REQUIRED ACTION: Pick up the article on calorie counting after its final sentence and keep writing it in the same style.
____ DOCUMENT TEXT
Calorie counting has taken over from discussing the weather as the national pastime. We focus on how many calories are in foods, not just per serving but compared to other foods. Avocado compete with oranges and apple sauce with butter. Exercise is ranked similarly – which exercise burns the most calories per minute (without worrying about how long it could be sustained)? There are even demands for food labelling to include how much and which exercise would be needed to burn the contents. All of this obsession comes from the mantra ‘calories in vs calories out’. Is it really so simple?

How many calories do we need?

You will often hear the term ‘energy drink’ but energy here is usually indicating that the drink has a stimulant included, not that it is full of calories. The word ‘calorie’ come from ‘calor’ meaning ‘heat’ and is defined as the amount of energy required to raise the temperature of 1 gram of water by 1 degree centigrade. There are 4 calories per gram of protein, 4 in carbohydrates and 9 in fat.

Without worrying too much where the calories come from for now, how many calories should we be consuming? 

To maintain constant bodyweight (ignoring minor fluctuations), your calorie intake should match the expenditure. These are your ‘maintenance calories’. Just existing consumes 60% of your calorie expenditure. This is called NEAT (non-exercise activity thermogenesis) and is highly variable.
________
____ AVAILABLE DATA
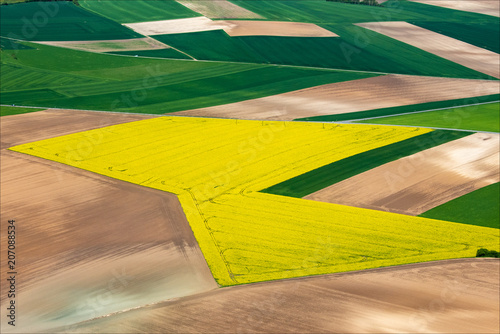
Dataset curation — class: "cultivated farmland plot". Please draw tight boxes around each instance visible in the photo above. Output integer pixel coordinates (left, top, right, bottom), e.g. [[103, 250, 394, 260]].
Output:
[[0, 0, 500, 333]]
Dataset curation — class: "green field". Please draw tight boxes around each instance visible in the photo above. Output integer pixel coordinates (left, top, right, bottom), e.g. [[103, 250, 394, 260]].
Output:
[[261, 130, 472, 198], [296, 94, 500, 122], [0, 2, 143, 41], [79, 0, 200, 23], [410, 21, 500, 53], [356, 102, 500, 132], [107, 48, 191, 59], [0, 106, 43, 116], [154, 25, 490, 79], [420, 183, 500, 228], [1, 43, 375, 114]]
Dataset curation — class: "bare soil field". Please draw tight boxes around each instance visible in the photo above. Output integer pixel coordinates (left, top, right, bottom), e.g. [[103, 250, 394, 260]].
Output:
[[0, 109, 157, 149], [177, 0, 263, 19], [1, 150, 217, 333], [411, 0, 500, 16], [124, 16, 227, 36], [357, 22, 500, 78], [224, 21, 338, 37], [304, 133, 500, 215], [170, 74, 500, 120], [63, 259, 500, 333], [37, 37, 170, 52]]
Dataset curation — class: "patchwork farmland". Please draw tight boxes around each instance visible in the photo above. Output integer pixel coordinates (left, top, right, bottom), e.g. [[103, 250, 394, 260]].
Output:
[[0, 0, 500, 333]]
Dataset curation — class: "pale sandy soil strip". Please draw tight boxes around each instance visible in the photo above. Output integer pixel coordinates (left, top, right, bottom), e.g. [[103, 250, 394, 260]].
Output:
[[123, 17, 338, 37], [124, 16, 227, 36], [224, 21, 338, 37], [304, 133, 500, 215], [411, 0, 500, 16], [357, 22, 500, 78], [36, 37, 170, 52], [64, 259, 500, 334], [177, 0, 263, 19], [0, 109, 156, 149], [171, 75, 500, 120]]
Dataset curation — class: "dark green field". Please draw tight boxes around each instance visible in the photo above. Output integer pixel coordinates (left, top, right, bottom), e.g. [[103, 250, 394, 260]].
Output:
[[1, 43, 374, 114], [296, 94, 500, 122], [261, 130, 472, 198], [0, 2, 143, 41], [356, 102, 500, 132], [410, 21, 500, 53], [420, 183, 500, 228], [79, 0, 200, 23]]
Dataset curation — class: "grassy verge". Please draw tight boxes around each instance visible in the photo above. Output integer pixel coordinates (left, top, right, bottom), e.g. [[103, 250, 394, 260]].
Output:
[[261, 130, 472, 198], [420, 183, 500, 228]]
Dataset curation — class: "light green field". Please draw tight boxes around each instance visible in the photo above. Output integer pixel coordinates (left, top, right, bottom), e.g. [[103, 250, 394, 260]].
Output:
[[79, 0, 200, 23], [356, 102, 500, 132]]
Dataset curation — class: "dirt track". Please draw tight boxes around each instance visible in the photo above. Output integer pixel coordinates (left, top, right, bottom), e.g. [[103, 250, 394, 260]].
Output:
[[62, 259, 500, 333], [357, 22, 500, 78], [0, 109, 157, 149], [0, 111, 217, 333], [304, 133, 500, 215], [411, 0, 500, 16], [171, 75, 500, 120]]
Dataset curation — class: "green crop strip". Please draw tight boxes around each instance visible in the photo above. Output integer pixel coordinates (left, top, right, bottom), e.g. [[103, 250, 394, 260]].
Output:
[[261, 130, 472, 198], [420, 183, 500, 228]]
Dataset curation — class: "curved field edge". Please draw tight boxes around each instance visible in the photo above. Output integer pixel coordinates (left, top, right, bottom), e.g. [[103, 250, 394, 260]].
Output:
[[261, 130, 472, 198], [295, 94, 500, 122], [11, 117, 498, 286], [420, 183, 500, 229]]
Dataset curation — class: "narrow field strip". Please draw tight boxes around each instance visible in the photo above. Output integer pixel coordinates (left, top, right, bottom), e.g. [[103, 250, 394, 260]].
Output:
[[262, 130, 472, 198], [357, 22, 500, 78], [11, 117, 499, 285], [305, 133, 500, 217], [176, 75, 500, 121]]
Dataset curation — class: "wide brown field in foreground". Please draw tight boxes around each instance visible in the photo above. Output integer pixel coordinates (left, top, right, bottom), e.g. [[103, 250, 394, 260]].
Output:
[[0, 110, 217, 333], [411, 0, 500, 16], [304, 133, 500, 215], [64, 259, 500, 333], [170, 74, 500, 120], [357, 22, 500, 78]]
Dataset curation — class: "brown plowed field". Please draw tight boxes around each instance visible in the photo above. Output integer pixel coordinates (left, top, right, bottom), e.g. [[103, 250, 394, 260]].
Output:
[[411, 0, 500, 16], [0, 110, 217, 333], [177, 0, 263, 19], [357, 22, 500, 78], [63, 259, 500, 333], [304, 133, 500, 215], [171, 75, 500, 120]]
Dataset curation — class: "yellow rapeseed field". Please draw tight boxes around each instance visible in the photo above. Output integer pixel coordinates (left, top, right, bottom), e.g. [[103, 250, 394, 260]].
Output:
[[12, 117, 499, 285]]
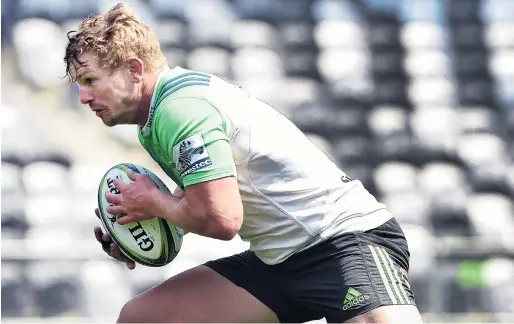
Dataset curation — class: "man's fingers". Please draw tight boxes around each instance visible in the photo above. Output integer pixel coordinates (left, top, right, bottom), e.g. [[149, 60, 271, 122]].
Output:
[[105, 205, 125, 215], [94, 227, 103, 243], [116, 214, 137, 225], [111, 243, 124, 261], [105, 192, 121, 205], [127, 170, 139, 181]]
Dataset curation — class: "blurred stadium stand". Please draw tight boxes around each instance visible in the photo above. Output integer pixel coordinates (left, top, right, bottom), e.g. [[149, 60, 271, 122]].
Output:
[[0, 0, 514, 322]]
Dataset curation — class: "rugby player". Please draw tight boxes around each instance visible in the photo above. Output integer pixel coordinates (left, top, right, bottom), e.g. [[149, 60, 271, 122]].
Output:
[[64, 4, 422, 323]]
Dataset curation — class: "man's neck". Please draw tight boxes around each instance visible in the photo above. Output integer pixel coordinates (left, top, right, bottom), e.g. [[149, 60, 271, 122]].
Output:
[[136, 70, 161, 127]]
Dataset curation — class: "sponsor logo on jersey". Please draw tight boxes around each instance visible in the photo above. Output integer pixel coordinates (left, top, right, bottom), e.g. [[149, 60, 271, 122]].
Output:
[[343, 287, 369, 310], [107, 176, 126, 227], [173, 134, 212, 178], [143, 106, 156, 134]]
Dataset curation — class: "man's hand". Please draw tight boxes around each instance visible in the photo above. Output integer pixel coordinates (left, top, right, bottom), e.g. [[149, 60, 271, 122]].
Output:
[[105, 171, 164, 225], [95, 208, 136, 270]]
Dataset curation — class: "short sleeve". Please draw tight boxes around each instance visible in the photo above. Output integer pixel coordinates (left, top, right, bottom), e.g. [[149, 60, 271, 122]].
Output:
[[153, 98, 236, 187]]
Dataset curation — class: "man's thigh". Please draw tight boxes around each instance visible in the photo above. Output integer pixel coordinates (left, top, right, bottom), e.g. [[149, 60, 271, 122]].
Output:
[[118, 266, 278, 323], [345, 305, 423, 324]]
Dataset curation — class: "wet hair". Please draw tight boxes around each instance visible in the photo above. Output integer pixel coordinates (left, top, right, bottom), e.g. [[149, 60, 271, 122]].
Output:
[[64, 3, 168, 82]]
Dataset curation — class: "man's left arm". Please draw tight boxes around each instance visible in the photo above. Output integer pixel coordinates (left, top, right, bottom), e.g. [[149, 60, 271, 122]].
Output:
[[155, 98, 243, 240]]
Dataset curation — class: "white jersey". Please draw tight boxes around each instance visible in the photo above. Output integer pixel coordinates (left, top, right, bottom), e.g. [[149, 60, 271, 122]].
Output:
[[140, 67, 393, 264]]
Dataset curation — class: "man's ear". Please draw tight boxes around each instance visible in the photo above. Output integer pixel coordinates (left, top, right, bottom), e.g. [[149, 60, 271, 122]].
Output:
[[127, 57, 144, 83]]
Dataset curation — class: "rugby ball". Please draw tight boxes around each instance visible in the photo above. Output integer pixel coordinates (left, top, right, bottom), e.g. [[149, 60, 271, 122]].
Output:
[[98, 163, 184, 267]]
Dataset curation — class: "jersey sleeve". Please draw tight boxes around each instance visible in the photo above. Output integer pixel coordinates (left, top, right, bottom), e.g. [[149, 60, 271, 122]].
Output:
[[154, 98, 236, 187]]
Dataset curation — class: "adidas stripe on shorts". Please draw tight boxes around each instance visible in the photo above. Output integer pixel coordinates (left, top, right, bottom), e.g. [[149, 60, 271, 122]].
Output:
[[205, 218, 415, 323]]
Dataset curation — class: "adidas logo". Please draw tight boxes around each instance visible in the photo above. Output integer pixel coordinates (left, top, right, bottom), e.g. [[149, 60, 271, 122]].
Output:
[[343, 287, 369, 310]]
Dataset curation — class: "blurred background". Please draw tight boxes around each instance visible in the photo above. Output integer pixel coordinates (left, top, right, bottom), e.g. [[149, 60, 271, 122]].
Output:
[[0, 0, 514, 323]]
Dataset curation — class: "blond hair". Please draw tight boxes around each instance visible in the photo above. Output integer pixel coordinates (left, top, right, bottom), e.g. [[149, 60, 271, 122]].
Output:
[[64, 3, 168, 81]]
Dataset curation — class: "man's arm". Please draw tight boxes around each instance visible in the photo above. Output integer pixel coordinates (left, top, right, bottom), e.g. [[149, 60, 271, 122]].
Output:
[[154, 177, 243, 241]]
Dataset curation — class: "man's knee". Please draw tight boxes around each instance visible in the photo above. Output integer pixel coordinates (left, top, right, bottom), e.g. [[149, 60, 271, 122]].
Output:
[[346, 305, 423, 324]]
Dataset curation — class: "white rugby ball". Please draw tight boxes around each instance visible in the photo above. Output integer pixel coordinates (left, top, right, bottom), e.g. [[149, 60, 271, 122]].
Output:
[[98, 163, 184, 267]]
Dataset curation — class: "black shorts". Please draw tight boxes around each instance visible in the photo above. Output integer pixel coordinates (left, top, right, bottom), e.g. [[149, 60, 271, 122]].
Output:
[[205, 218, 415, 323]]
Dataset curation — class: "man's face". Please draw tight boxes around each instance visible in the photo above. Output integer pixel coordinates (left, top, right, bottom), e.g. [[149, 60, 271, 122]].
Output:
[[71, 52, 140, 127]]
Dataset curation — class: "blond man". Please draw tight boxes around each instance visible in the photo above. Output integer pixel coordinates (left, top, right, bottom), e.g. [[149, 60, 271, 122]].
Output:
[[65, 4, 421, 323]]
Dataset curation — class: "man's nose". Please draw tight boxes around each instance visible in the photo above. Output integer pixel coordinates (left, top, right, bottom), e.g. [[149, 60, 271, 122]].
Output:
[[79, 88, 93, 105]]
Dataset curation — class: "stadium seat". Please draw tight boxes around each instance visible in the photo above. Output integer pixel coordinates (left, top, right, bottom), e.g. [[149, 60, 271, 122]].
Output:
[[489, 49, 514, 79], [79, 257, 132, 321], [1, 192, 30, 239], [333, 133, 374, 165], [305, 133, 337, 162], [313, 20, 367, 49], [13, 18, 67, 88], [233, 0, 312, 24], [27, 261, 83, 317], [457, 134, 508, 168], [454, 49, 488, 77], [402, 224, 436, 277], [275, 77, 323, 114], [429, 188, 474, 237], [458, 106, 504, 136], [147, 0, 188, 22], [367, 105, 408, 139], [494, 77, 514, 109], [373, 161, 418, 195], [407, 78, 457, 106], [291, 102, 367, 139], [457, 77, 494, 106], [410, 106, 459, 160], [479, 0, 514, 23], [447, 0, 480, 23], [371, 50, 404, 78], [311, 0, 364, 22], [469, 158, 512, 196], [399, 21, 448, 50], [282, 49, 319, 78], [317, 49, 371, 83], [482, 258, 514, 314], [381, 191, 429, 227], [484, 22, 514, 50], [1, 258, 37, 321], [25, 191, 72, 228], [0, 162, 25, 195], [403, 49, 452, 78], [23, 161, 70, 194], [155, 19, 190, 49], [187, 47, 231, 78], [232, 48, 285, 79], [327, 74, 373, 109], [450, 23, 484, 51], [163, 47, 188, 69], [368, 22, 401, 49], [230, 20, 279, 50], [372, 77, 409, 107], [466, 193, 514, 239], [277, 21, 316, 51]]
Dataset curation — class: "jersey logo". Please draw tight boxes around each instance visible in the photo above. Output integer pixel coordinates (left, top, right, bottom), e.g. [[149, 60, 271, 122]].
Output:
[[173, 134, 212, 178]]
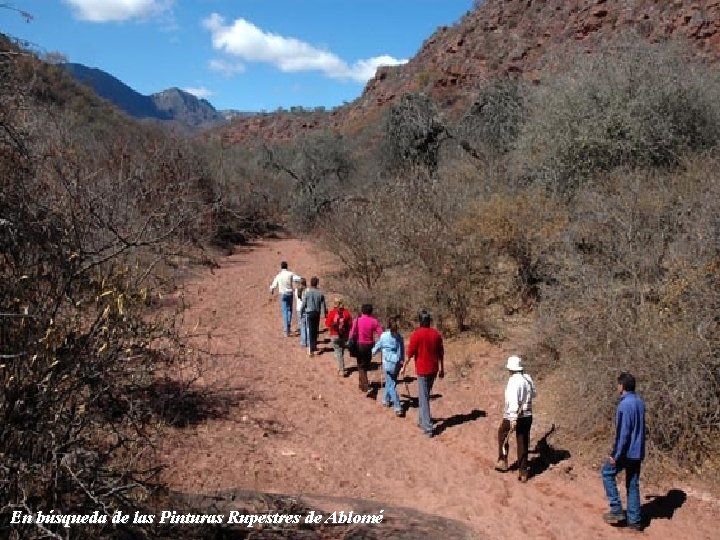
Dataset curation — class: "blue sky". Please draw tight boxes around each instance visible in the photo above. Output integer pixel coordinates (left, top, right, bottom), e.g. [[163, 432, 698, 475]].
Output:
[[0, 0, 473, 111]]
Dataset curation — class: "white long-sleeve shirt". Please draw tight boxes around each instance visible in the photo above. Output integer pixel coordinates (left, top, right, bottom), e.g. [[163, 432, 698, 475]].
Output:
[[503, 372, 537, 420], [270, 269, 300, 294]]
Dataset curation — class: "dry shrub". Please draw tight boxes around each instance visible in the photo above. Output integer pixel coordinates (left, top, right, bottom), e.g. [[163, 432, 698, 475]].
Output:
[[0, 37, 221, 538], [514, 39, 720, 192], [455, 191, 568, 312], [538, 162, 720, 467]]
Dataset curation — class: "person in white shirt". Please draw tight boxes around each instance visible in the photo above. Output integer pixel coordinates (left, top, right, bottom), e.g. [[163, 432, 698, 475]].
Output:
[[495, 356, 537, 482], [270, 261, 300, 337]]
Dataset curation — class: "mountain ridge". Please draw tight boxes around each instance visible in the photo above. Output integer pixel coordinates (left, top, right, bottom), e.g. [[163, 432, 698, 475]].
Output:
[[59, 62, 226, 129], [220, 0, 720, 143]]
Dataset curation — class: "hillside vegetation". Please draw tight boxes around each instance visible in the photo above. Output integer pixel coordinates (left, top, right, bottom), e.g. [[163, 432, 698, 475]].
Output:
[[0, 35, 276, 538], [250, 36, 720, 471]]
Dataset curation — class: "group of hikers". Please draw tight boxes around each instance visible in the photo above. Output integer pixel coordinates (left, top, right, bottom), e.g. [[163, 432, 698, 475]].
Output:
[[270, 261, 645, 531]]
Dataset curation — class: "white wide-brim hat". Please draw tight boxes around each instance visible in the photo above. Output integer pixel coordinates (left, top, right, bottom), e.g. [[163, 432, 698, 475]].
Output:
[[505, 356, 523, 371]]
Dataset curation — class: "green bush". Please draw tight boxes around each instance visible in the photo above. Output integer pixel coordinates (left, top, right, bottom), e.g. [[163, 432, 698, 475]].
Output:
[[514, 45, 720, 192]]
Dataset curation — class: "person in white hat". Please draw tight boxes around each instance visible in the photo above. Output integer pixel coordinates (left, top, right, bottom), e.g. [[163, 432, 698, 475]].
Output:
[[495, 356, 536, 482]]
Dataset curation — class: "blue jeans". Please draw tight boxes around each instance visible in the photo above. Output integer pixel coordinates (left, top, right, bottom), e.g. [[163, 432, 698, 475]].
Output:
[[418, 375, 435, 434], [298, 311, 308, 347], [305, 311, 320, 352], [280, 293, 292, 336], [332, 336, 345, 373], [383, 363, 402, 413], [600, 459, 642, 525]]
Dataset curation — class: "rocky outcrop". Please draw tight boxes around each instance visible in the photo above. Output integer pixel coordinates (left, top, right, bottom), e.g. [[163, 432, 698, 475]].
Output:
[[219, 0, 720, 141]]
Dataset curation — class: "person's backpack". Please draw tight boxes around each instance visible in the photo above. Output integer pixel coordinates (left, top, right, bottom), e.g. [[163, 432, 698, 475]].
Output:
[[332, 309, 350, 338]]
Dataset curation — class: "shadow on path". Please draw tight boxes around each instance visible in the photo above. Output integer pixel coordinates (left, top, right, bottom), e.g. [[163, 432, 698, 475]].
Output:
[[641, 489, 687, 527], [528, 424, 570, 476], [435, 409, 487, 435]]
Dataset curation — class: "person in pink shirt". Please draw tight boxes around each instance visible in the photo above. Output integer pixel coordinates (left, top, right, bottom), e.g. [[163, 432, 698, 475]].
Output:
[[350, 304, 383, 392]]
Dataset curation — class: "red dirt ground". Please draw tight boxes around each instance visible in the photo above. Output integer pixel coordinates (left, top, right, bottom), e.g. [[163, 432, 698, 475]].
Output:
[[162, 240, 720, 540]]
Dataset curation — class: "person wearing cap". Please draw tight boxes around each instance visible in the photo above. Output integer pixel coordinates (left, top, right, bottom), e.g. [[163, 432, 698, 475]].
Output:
________
ANSWER TO THIS TASK:
There are plenty of convoluted formulas that will predict this based on your weight, height, gender, age, body composition, activity levels, wind direction, solar activity etc. 

You can throw as many details at the guess as you like, but it’s just an estimate, so the simpler the better. Given bodyweight alone is responsible for 80% of the variance, I focus on that and use

Bodyweight (KG) x 31 = Maintenance calories

You’ll often hear people saying how muscle burns more calories than fat. Although true, each kilo of muscle only burns an extra 13 calories a day, so even a lot of muscle will not make a significant difference to your metabolism if your bodyweight were to stay the same. Whenever there is a massive difference in body composition, the impact of the obvious differences in lifestyle, food choices and all the other factors affecting calorie intake and expenditure will dwarf any variation in an individual’s physical composition.

In order to gain weight, the maintenance calories can be increased by around 500 calories a day. Any more and the chance of the weight gain being muscle begins to slim down (unlike the person following this eating regime!). If you are especially small but dieting down to super lean levels, then you will almost certainly have to add in inordinate amounts of cardio to create the deficit. Unpleasant, but better than feeling like you are starving to death.

To lose weight you can reduce the maintenance calories by 500-1,000 a day. If a person is carrying a lot of body fat then it is better to use their LBM (lean body mass) instead of total bodyweight to calculate their calorie and protein requirements. To figure out LBM, you can measure body fat in various ways or just use your best guess (with similar accuracy).

You may be able to restrict calories much more than this, particularly if you have a great amount to lose. Whilst you could expect faster weight loss, it will be tougher, your workouts will invariably suffer and you begin to run out of options as your weight loss slows down.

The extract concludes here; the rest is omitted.